# Weird Noise??



## Dylan227 (Dec 18, 2010)

Hello,


When my hedgehog spikes up and rolls into a ball, she makes this weird growling noise. It sounds like it is coming from inside her. It is pretty loud. Is this normal for hedgehogs??


----------



## Dylan227 (Dec 18, 2010)

Dylan227 said:


> Hello,
> 
> When my hedgehog spikes up and rolls into a ball, she makes this weird growling noise. It sounds like it is coming from inside her. It is pretty loud. Is this normal for hedgehogs??


UPDATE: A few minutes later, he made a huge poop  does this have anything to do with it?


----------



## Puffers315 (Apr 19, 2010)

You're probably hearing the hedgehog hiss (at least what I call it). It sounds kind of like a motorboat or helicopter, and does kind of sound more like its coming from within rather than from their mouth. As for the poop...might be related, he might have been trying to go to the bathroom and you disturbed him. The hiss is usually a sound of a displeased hog, I've yet to find a good video with it in it.


----------



## Hedgehog Grove (Jul 21, 2010)

There is a hedgehog hiss ( sounds like a old fashioned train) and then there is a hedgehog growl lol which as named sounds like a growl.

It is a defensive warning a bit more verbal that the hissing and popping.


----------



## MissC (Nov 15, 2010)

PapilionRu said:


> There is a hedgehog hiss ( sounds like a old fashioned train) .


EXACTLY what Snarf sounds like...going up a steep hillllllllll.....then.....down hissssssssssssspuffpuffpuff...chugchugchug???... He's a dead ringer for a turn-of-the-century steam engine. :lol:


----------

- - - - - - -

*Given exercise 1*: In the records, take the lines from the one with "Target: sky" up to and including the last line of the records, and change "even-odd" to "nonzero". Write out only those lines.

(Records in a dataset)
- - - - - - -

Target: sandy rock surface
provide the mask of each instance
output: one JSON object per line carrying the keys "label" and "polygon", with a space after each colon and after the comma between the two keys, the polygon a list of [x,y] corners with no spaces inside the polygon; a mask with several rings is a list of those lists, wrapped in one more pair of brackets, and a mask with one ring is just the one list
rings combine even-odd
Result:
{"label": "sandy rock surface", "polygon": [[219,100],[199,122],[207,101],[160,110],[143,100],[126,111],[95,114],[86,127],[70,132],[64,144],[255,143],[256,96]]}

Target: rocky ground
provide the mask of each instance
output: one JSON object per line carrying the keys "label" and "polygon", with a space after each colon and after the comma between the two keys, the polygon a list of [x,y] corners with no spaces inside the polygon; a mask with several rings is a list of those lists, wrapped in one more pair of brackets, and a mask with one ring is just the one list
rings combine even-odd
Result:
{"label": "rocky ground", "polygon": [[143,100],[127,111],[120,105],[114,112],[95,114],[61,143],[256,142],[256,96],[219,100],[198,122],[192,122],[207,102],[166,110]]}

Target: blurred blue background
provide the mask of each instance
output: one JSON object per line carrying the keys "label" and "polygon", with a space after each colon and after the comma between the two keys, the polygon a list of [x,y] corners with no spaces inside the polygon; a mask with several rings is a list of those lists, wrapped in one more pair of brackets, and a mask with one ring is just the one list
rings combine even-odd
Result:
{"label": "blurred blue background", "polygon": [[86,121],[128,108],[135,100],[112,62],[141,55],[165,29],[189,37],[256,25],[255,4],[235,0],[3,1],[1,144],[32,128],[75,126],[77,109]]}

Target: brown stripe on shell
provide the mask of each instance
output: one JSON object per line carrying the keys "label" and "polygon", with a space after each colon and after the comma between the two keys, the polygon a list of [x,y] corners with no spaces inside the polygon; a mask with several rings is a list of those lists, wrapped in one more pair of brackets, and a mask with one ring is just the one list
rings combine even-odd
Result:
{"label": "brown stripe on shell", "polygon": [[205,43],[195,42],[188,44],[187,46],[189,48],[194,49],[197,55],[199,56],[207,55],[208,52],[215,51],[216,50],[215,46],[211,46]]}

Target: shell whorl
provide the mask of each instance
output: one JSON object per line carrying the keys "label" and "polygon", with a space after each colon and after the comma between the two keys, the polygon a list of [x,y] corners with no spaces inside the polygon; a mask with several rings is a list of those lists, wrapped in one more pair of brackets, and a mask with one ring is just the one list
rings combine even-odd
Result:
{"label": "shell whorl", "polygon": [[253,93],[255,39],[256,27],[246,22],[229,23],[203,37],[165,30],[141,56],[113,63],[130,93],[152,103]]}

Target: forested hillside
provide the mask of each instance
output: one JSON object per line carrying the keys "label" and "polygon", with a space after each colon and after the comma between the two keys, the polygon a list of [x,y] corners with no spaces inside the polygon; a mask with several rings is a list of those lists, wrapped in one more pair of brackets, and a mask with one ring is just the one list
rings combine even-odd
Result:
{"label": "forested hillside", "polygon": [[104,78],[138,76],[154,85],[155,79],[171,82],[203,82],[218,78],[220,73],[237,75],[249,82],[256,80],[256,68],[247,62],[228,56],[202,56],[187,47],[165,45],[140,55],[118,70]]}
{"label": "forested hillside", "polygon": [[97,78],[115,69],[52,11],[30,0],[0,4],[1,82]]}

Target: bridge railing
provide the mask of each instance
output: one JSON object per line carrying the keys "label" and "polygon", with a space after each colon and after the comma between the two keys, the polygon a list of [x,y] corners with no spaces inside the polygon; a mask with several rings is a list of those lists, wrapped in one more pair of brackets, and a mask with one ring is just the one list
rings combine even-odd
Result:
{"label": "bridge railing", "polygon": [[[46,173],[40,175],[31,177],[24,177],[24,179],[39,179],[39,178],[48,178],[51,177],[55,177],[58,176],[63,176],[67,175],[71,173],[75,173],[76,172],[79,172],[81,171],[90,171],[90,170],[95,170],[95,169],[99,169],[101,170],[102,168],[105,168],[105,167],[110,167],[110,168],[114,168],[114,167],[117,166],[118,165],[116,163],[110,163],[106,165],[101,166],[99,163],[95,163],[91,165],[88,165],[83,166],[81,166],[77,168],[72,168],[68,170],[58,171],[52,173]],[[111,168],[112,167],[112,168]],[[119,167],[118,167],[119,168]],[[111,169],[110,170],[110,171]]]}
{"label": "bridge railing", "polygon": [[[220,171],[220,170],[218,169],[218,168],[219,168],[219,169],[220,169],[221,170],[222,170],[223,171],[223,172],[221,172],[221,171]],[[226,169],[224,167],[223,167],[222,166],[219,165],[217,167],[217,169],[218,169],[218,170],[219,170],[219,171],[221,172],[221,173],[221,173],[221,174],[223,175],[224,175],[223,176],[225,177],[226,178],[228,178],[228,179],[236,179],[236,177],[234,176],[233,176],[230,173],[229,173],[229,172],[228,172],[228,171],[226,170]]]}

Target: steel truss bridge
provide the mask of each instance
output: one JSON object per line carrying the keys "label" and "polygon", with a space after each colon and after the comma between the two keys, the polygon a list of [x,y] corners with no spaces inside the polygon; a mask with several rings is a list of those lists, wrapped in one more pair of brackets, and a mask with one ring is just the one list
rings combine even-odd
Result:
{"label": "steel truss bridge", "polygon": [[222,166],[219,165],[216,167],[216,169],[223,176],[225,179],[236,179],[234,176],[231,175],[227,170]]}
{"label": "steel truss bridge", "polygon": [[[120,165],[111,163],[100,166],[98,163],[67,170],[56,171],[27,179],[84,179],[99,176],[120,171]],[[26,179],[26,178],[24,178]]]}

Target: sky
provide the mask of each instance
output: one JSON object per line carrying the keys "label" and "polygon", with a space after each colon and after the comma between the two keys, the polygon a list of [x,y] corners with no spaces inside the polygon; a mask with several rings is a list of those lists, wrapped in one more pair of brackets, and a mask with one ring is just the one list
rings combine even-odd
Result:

- - - - - - -

*Given exercise 2*: From the hedgehog noise thread, return the passage from "You're probably hearing" up to and including "like a growl.", copied word for word.

*Full answer 1*:
Target: sky
provide the mask of each instance
output: one JSON object per line carrying the keys "label" and "polygon", with a space after each colon and after the comma between the two keys, the polygon a list of [x,y] corners with no spaces inside the polygon; a mask with several rings is a list of those lists, wrapped in one more pair of brackets, and a mask with one ring is just the one list
rings combine nonzero
Result:

*Full answer 2*:
You're probably hearing the hedgehog hiss (at least what I call it). It sounds kind of like a motorboat or helicopter, and does kind of sound more like its coming from within rather than from their mouth. As for the poop...might be related, he might have been trying to go to the bathroom and you disturbed him. The hiss is usually a sound of a displeased hog, I've yet to find a good video with it in it.


----------



## Hedgehog Grove (Jul 21, 2010)

There is a hedgehog hiss ( sounds like a old fashioned train) and then there is a hedgehog growl lol which as named sounds like a growl.